### ENTRIES PROVIDED ###
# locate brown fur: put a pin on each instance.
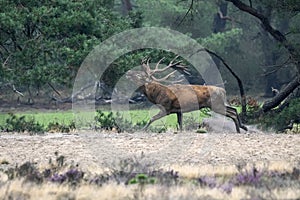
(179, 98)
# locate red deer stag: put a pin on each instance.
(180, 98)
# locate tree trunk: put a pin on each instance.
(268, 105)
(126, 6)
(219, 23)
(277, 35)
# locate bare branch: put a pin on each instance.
###
### ENTRIES PROVIDED ###
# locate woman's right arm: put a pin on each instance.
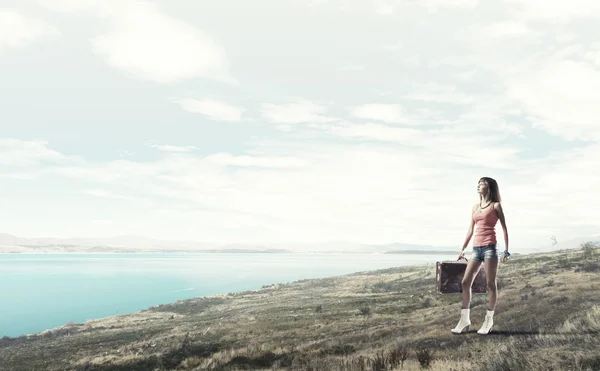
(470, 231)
###
Starting with the line containing "# locate red" and going on through the line containing "# locate bare", rewrite only those lines, swapping "put a pin on" for "place a marker on" and changing nothing else.

§ COMPLETE OUTPUT:
# locate red deer stag: place a marker on each instance.
(180, 98)
# locate tree trunk: place a marker on each instance.
(268, 105)
(126, 6)
(219, 23)
(277, 35)
# locate bare branch: place a marker on each instance.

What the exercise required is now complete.